╭─ MATERIAL SHOWN

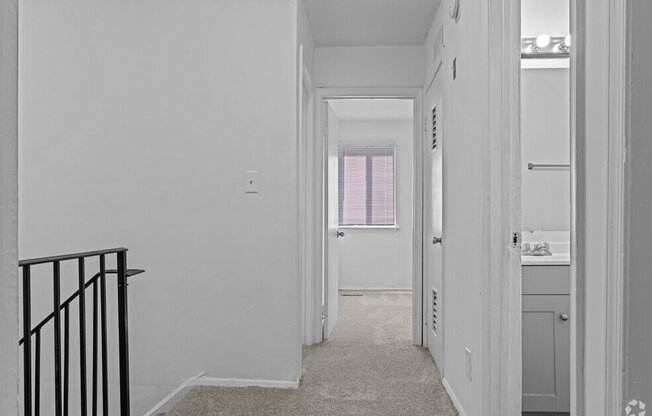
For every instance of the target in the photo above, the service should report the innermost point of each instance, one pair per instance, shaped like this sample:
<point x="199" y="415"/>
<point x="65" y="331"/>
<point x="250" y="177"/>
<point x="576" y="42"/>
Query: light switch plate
<point x="251" y="182"/>
<point x="469" y="369"/>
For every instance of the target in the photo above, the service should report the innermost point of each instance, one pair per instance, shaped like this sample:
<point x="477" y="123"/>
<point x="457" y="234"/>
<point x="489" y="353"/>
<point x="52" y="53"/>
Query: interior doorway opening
<point x="368" y="190"/>
<point x="546" y="200"/>
<point x="370" y="202"/>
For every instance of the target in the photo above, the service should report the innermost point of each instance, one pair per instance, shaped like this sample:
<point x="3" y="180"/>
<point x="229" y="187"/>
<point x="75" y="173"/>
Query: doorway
<point x="433" y="220"/>
<point x="545" y="164"/>
<point x="357" y="249"/>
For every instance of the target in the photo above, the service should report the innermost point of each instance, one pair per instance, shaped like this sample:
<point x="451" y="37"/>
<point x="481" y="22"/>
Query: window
<point x="366" y="186"/>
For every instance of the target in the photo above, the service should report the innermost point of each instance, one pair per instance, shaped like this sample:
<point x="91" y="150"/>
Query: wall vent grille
<point x="435" y="310"/>
<point x="435" y="133"/>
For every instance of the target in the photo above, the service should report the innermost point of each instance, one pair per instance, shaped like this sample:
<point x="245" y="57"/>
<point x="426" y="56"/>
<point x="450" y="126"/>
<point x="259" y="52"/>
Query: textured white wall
<point x="639" y="240"/>
<point x="138" y="121"/>
<point x="375" y="66"/>
<point x="381" y="258"/>
<point x="8" y="207"/>
<point x="545" y="138"/>
<point x="465" y="219"/>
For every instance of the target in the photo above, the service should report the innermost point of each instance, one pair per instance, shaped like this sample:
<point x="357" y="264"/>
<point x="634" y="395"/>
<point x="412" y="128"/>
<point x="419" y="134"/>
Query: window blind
<point x="366" y="185"/>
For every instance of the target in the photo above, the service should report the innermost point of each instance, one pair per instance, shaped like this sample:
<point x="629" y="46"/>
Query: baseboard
<point x="168" y="402"/>
<point x="242" y="382"/>
<point x="374" y="289"/>
<point x="453" y="397"/>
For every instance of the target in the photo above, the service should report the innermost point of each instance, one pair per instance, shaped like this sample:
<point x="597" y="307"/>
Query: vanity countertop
<point x="561" y="259"/>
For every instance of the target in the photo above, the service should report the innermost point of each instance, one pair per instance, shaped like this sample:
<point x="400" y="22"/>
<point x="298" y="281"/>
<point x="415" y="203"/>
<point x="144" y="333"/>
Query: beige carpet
<point x="367" y="367"/>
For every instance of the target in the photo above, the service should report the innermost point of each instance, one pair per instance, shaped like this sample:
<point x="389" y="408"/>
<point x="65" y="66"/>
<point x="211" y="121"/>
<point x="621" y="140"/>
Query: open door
<point x="331" y="272"/>
<point x="433" y="197"/>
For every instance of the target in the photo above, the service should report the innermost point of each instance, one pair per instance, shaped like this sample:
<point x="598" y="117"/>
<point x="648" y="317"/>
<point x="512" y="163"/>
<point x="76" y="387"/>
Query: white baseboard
<point x="451" y="394"/>
<point x="242" y="382"/>
<point x="374" y="289"/>
<point x="200" y="380"/>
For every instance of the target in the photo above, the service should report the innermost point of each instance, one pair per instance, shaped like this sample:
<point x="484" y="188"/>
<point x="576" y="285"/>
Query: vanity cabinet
<point x="546" y="338"/>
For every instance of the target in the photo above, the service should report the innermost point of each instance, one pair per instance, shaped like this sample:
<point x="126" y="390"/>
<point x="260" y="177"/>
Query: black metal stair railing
<point x="32" y="386"/>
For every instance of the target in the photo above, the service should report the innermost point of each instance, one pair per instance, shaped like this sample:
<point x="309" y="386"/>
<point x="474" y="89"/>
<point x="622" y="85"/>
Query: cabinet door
<point x="546" y="353"/>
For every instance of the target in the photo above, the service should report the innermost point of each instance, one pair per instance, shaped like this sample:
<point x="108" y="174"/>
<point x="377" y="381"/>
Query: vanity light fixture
<point x="543" y="41"/>
<point x="545" y="46"/>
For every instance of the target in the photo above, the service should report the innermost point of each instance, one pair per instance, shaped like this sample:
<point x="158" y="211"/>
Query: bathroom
<point x="545" y="206"/>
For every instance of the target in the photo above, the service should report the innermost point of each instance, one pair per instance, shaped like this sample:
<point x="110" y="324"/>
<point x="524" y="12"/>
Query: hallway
<point x="367" y="367"/>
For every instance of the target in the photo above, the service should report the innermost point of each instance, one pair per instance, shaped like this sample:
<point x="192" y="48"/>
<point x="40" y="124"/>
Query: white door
<point x="331" y="281"/>
<point x="433" y="195"/>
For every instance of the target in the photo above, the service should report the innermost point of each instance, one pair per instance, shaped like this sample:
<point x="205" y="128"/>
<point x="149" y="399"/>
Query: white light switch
<point x="251" y="185"/>
<point x="469" y="363"/>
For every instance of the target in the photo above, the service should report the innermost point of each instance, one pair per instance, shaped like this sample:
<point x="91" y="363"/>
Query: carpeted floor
<point x="367" y="367"/>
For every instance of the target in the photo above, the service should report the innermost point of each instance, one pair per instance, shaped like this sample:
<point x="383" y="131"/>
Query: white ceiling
<point x="377" y="109"/>
<point x="371" y="22"/>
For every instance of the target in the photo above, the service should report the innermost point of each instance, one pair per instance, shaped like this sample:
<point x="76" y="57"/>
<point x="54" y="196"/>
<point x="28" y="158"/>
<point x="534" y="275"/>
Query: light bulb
<point x="543" y="41"/>
<point x="567" y="41"/>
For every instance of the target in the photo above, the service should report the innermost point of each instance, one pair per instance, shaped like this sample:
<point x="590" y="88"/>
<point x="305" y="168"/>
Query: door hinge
<point x="516" y="240"/>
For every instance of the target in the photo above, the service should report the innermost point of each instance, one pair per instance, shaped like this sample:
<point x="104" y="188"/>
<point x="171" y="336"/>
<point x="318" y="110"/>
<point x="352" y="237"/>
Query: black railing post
<point x="123" y="335"/>
<point x="27" y="336"/>
<point x="57" y="336"/>
<point x="82" y="336"/>
<point x="105" y="359"/>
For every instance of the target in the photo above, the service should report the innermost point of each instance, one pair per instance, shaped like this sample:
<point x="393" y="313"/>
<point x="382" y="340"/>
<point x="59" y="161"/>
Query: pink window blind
<point x="367" y="185"/>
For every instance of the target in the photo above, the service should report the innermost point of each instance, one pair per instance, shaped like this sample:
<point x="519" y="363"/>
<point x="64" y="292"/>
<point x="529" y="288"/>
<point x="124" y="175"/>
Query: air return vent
<point x="435" y="133"/>
<point x="435" y="310"/>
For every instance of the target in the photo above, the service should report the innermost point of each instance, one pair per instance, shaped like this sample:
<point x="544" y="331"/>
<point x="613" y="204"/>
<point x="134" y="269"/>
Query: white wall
<point x="8" y="207"/>
<point x="638" y="354"/>
<point x="465" y="208"/>
<point x="138" y="121"/>
<point x="545" y="121"/>
<point x="381" y="258"/>
<point x="306" y="38"/>
<point x="545" y="139"/>
<point x="551" y="17"/>
<point x="375" y="66"/>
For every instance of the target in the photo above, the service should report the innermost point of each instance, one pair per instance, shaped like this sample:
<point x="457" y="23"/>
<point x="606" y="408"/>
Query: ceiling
<point x="371" y="22"/>
<point x="376" y="109"/>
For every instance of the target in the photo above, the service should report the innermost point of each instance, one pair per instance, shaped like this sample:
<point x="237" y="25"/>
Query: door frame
<point x="598" y="186"/>
<point x="316" y="202"/>
<point x="9" y="359"/>
<point x="305" y="147"/>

╰─

> **TASK DIRECTIONS**
Please find every line in the material above that contains the word "vanity" and copy each one.

> **COMPLETE OUTPUT**
Query: vanity countertop
Query: vanity cabinet
Query: vanity light fixture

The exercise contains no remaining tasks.